→ Information shown
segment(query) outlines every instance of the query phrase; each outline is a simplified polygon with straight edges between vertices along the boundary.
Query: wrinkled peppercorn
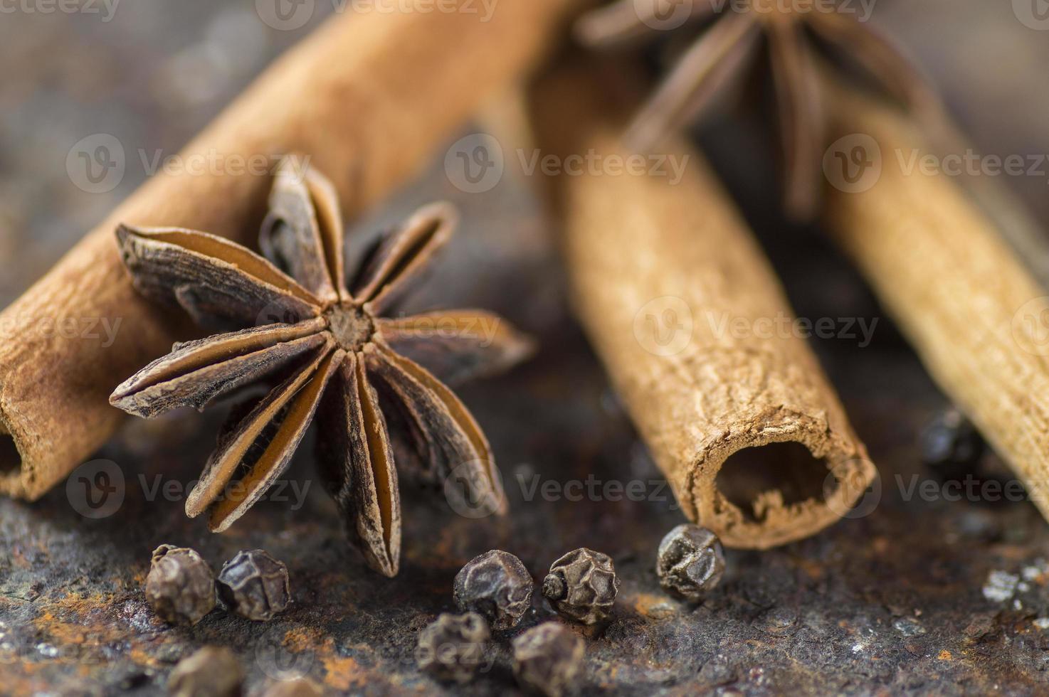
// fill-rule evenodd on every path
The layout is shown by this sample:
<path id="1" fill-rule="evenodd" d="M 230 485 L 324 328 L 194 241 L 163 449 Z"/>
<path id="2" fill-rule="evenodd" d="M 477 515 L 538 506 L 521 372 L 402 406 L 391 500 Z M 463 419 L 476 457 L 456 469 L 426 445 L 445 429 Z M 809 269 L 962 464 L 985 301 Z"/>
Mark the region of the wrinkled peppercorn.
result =
<path id="1" fill-rule="evenodd" d="M 718 536 L 699 525 L 683 524 L 667 532 L 659 545 L 656 574 L 671 593 L 698 601 L 725 573 L 725 552 Z"/>
<path id="2" fill-rule="evenodd" d="M 607 617 L 618 592 L 612 558 L 585 547 L 554 562 L 542 582 L 542 594 L 551 607 L 584 625 Z"/>
<path id="3" fill-rule="evenodd" d="M 976 474 L 984 449 L 983 438 L 957 409 L 938 414 L 921 433 L 922 462 L 944 480 Z"/>
<path id="4" fill-rule="evenodd" d="M 178 661 L 168 677 L 171 697 L 231 697 L 240 694 L 243 673 L 226 647 L 205 647 Z"/>
<path id="5" fill-rule="evenodd" d="M 241 617 L 272 619 L 292 598 L 287 567 L 262 549 L 237 552 L 218 574 L 218 595 Z"/>
<path id="6" fill-rule="evenodd" d="M 468 682 L 485 662 L 488 623 L 476 612 L 442 613 L 419 634 L 419 667 L 443 680 Z"/>
<path id="7" fill-rule="evenodd" d="M 500 549 L 475 557 L 455 575 L 455 604 L 485 616 L 492 629 L 516 627 L 532 605 L 534 584 L 519 559 Z"/>
<path id="8" fill-rule="evenodd" d="M 146 576 L 153 612 L 175 625 L 195 625 L 215 608 L 215 572 L 193 549 L 160 545 Z"/>
<path id="9" fill-rule="evenodd" d="M 573 691 L 583 659 L 583 640 L 556 622 L 533 627 L 514 639 L 514 675 L 526 690 L 547 697 Z"/>

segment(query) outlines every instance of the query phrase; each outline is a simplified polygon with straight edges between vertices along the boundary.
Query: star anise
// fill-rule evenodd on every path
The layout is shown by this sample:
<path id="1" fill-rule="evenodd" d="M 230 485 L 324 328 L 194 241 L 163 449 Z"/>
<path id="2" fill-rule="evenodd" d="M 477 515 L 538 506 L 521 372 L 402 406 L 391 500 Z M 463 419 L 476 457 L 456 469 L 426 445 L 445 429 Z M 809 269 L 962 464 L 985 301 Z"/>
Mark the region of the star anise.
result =
<path id="1" fill-rule="evenodd" d="M 687 16 L 682 15 L 687 14 Z M 614 46 L 670 24 L 706 26 L 635 118 L 625 138 L 650 150 L 670 131 L 700 119 L 745 68 L 767 37 L 784 150 L 785 208 L 810 219 L 820 198 L 828 146 L 817 56 L 858 68 L 874 86 L 920 118 L 943 124 L 940 102 L 912 63 L 858 15 L 856 3 L 832 0 L 618 0 L 577 25 L 591 46 Z"/>
<path id="2" fill-rule="evenodd" d="M 430 477 L 452 477 L 478 507 L 506 508 L 480 428 L 412 358 L 443 378 L 462 379 L 516 363 L 530 342 L 477 310 L 382 317 L 448 241 L 456 217 L 450 205 L 418 211 L 373 245 L 348 284 L 338 200 L 325 178 L 285 160 L 270 208 L 260 234 L 266 258 L 189 230 L 116 231 L 141 292 L 177 303 L 201 324 L 247 328 L 176 344 L 117 387 L 110 402 L 150 418 L 178 407 L 204 410 L 250 384 L 276 383 L 250 410 L 234 410 L 187 515 L 209 510 L 213 531 L 229 527 L 284 472 L 317 414 L 325 484 L 368 564 L 393 575 L 401 509 L 384 412 L 408 432 Z"/>

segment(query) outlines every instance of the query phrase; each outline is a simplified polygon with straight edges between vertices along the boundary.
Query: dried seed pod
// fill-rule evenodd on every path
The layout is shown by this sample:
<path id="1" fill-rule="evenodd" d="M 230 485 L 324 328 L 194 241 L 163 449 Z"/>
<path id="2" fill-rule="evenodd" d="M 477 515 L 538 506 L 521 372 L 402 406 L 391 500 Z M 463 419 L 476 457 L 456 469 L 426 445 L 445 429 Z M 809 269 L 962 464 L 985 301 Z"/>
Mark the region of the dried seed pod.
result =
<path id="1" fill-rule="evenodd" d="M 195 625 L 215 608 L 215 572 L 195 550 L 160 545 L 146 576 L 146 600 L 160 619 Z"/>
<path id="2" fill-rule="evenodd" d="M 718 536 L 685 523 L 667 532 L 659 545 L 656 574 L 671 593 L 699 601 L 721 582 L 725 552 Z"/>
<path id="3" fill-rule="evenodd" d="M 243 673 L 226 647 L 205 647 L 178 661 L 168 678 L 171 697 L 232 697 L 240 694 Z"/>
<path id="4" fill-rule="evenodd" d="M 584 625 L 607 617 L 618 592 L 612 558 L 585 547 L 554 562 L 542 582 L 542 594 L 551 607 Z"/>
<path id="5" fill-rule="evenodd" d="M 419 634 L 419 667 L 443 680 L 467 682 L 484 662 L 488 623 L 476 612 L 442 613 Z"/>
<path id="6" fill-rule="evenodd" d="M 492 629 L 516 627 L 532 605 L 532 575 L 519 559 L 501 549 L 475 557 L 455 574 L 455 604 L 477 612 Z"/>
<path id="7" fill-rule="evenodd" d="M 526 690 L 548 697 L 571 693 L 583 659 L 583 640 L 556 622 L 533 627 L 514 639 L 514 675 Z"/>
<path id="8" fill-rule="evenodd" d="M 241 617 L 272 619 L 292 600 L 287 567 L 264 549 L 237 552 L 218 574 L 218 595 Z"/>

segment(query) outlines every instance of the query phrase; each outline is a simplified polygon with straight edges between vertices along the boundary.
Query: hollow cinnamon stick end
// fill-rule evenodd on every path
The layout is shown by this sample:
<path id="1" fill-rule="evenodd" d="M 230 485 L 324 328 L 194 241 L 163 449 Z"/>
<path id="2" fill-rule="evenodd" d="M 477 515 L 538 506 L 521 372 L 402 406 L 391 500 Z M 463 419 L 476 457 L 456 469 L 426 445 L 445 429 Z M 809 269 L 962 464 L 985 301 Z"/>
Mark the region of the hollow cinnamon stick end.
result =
<path id="1" fill-rule="evenodd" d="M 869 492 L 877 470 L 862 443 L 812 416 L 736 424 L 693 462 L 679 500 L 728 547 L 801 540 L 877 503 L 877 486 Z"/>
<path id="2" fill-rule="evenodd" d="M 40 462 L 33 457 L 24 434 L 13 428 L 16 423 L 0 409 L 0 494 L 35 501 L 50 485 L 40 482 L 49 478 L 41 478 Z"/>

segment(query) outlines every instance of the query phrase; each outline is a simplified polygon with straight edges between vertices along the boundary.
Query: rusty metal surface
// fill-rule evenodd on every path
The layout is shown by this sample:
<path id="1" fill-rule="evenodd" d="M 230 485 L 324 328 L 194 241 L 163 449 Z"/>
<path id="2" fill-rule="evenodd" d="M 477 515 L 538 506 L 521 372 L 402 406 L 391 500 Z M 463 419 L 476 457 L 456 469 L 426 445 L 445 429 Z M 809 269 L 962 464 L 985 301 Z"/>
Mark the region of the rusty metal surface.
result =
<path id="1" fill-rule="evenodd" d="M 306 30 L 256 36 L 252 4 L 142 2 L 126 18 L 117 10 L 107 27 L 82 17 L 0 18 L 0 51 L 33 66 L 0 86 L 5 300 L 145 176 L 129 170 L 113 192 L 85 196 L 65 174 L 72 143 L 109 129 L 133 148 L 172 148 Z M 958 24 L 983 22 L 1015 45 L 1044 37 L 996 14 L 1007 7 L 987 4 L 950 3 L 956 14 L 948 24 L 959 30 Z M 887 6 L 886 13 L 893 19 Z M 228 24 L 215 28 L 219 21 Z M 204 96 L 191 90 L 191 106 L 165 102 L 155 85 L 150 91 L 172 56 L 222 27 L 255 46 L 255 62 L 240 77 Z M 78 57 L 95 45 L 92 67 L 76 77 Z M 1044 38 L 1039 45 L 1044 59 Z M 935 41 L 921 47 L 926 58 L 940 57 L 927 63 L 946 75 L 948 89 L 964 83 L 942 58 L 951 50 Z M 138 67 L 122 61 L 129 56 Z M 1040 69 L 1044 64 L 1036 62 Z M 996 130 L 986 117 L 990 106 L 961 88 L 950 96 L 988 151 L 1049 147 L 1045 132 L 1018 132 L 1016 118 Z M 45 114 L 51 117 L 41 123 Z M 58 146 L 46 143 L 48 133 Z M 713 150 L 715 160 L 726 159 Z M 83 515 L 97 511 L 85 507 L 77 477 L 36 504 L 0 500 L 0 693 L 162 694 L 179 658 L 222 645 L 247 673 L 247 694 L 297 674 L 333 693 L 514 694 L 509 638 L 550 614 L 538 593 L 522 626 L 494 637 L 490 665 L 466 687 L 420 674 L 415 636 L 452 609 L 452 579 L 473 556 L 506 549 L 541 580 L 554 559 L 577 546 L 609 553 L 622 579 L 612 619 L 577 630 L 586 639 L 587 694 L 1047 690 L 1049 620 L 1040 620 L 1049 618 L 1049 525 L 1029 503 L 993 500 L 1003 496 L 986 482 L 1009 479 L 993 456 L 985 459 L 988 477 L 976 496 L 962 491 L 962 500 L 947 500 L 955 492 L 936 484 L 926 485 L 926 495 L 907 496 L 916 477 L 917 485 L 936 481 L 918 463 L 917 433 L 944 398 L 832 249 L 814 236 L 787 241 L 775 221 L 761 216 L 755 225 L 800 317 L 879 320 L 870 346 L 835 339 L 815 348 L 879 465 L 881 486 L 856 517 L 810 540 L 727 552 L 726 576 L 702 605 L 668 597 L 656 580 L 655 549 L 682 516 L 568 314 L 550 231 L 527 183 L 508 174 L 492 192 L 468 195 L 438 166 L 362 224 L 370 230 L 415 203 L 451 198 L 466 224 L 416 304 L 491 307 L 541 342 L 529 365 L 462 390 L 497 454 L 508 518 L 474 520 L 453 510 L 441 492 L 405 485 L 402 571 L 383 579 L 345 544 L 334 504 L 313 481 L 307 442 L 290 484 L 272 497 L 286 500 L 261 503 L 228 533 L 212 536 L 204 521 L 183 516 L 181 493 L 211 450 L 221 413 L 130 421 L 98 455 L 116 467 L 108 472 L 123 499 L 111 515 Z M 1015 188 L 1040 204 L 1033 182 Z M 1046 222 L 1049 213 L 1039 212 Z M 639 482 L 627 491 L 640 496 L 618 493 L 616 483 L 629 482 Z M 577 493 L 581 499 L 570 500 Z M 98 492 L 92 496 L 100 500 Z M 192 546 L 216 568 L 239 549 L 263 547 L 287 563 L 294 604 L 264 624 L 215 611 L 192 629 L 168 627 L 142 592 L 150 551 L 160 543 Z"/>

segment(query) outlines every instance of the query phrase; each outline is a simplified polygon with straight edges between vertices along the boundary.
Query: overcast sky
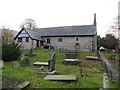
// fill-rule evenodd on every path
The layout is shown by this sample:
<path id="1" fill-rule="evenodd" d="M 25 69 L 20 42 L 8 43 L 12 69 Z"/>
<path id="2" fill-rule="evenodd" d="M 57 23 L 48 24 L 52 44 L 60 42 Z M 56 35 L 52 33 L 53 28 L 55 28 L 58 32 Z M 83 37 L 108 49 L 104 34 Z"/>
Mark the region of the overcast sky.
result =
<path id="1" fill-rule="evenodd" d="M 31 18 L 39 28 L 91 25 L 97 16 L 97 32 L 105 36 L 118 15 L 120 0 L 0 0 L 0 26 L 19 31 Z"/>

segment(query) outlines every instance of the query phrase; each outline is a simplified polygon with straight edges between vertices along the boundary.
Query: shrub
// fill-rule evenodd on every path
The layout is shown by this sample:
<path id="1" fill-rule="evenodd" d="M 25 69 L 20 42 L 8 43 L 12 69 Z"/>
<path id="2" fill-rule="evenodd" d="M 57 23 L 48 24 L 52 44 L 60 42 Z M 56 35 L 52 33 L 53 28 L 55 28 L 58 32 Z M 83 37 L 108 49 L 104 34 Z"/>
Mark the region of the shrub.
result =
<path id="1" fill-rule="evenodd" d="M 16 60 L 21 55 L 20 45 L 15 43 L 2 44 L 2 59 L 3 61 Z"/>

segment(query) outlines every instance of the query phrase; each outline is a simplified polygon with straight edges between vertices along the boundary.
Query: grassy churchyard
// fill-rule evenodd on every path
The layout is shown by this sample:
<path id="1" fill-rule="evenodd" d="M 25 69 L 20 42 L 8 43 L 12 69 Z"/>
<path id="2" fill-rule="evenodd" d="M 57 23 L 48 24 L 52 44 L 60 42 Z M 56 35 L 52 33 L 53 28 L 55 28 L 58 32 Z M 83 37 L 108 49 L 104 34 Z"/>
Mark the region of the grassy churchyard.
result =
<path id="1" fill-rule="evenodd" d="M 24 59 L 30 59 L 30 66 L 12 68 L 12 62 L 5 62 L 2 75 L 6 77 L 16 78 L 29 81 L 31 84 L 28 88 L 103 88 L 103 70 L 99 61 L 85 60 L 85 56 L 96 56 L 92 52 L 79 52 L 79 60 L 82 62 L 83 77 L 80 74 L 80 66 L 64 65 L 65 54 L 57 50 L 35 49 L 36 56 L 25 56 Z M 47 81 L 43 78 L 44 74 L 38 74 L 39 66 L 34 66 L 34 62 L 47 62 L 50 60 L 52 53 L 56 54 L 55 70 L 56 75 L 77 75 L 76 81 Z M 23 53 L 28 53 L 24 50 Z M 18 59 L 20 63 L 20 58 Z M 45 68 L 47 70 L 47 68 Z M 4 85 L 3 85 L 4 86 Z M 117 84 L 110 82 L 110 88 L 116 88 Z"/>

→ What is required
Reproduce the entries word for word, starting at the very beginning and ending with the line containing "573 691 L 583", including both ends, and omit the pictures from your answer.

→ Finished task
segment(query) outlines every instance of the query phrase; each outline is a simplified polygon with straight edges between vertices along the boundary.
Query: wrinkled peppercorn
// fill-rule evenodd on every path
The layout is shown by this sample:
<path id="1" fill-rule="evenodd" d="M 230 485 L 324 328 L 194 241 L 163 449 Z"/>
<path id="2" fill-rule="evenodd" d="M 477 515 L 538 506 L 521 372 L 402 406 L 391 500 Z M 463 419 L 476 457 L 456 469 L 426 445 L 445 429 Z M 809 269 L 962 464 L 985 301 Z"/>
Mark the region of the wrinkled peppercorn.
result =
<path id="1" fill-rule="evenodd" d="M 718 536 L 699 525 L 683 524 L 667 532 L 659 545 L 656 574 L 671 593 L 698 601 L 725 573 L 725 552 Z"/>
<path id="2" fill-rule="evenodd" d="M 607 617 L 618 592 L 612 558 L 585 547 L 554 562 L 542 582 L 542 594 L 551 607 L 584 625 Z"/>
<path id="3" fill-rule="evenodd" d="M 976 474 L 984 449 L 983 438 L 957 409 L 938 414 L 921 433 L 922 462 L 944 480 Z"/>
<path id="4" fill-rule="evenodd" d="M 178 661 L 168 677 L 171 697 L 231 697 L 240 694 L 243 673 L 226 647 L 205 647 Z"/>
<path id="5" fill-rule="evenodd" d="M 241 617 L 272 619 L 292 598 L 287 567 L 262 549 L 237 552 L 218 574 L 218 595 Z"/>
<path id="6" fill-rule="evenodd" d="M 468 682 L 485 662 L 488 623 L 476 612 L 442 613 L 419 634 L 419 667 L 443 680 Z"/>
<path id="7" fill-rule="evenodd" d="M 500 549 L 475 557 L 455 575 L 455 604 L 485 616 L 492 629 L 516 627 L 532 605 L 534 584 L 519 559 Z"/>
<path id="8" fill-rule="evenodd" d="M 146 576 L 153 612 L 175 625 L 195 625 L 215 608 L 215 572 L 193 549 L 160 545 Z"/>
<path id="9" fill-rule="evenodd" d="M 573 691 L 583 659 L 583 640 L 556 622 L 533 627 L 514 639 L 514 675 L 526 690 L 547 697 Z"/>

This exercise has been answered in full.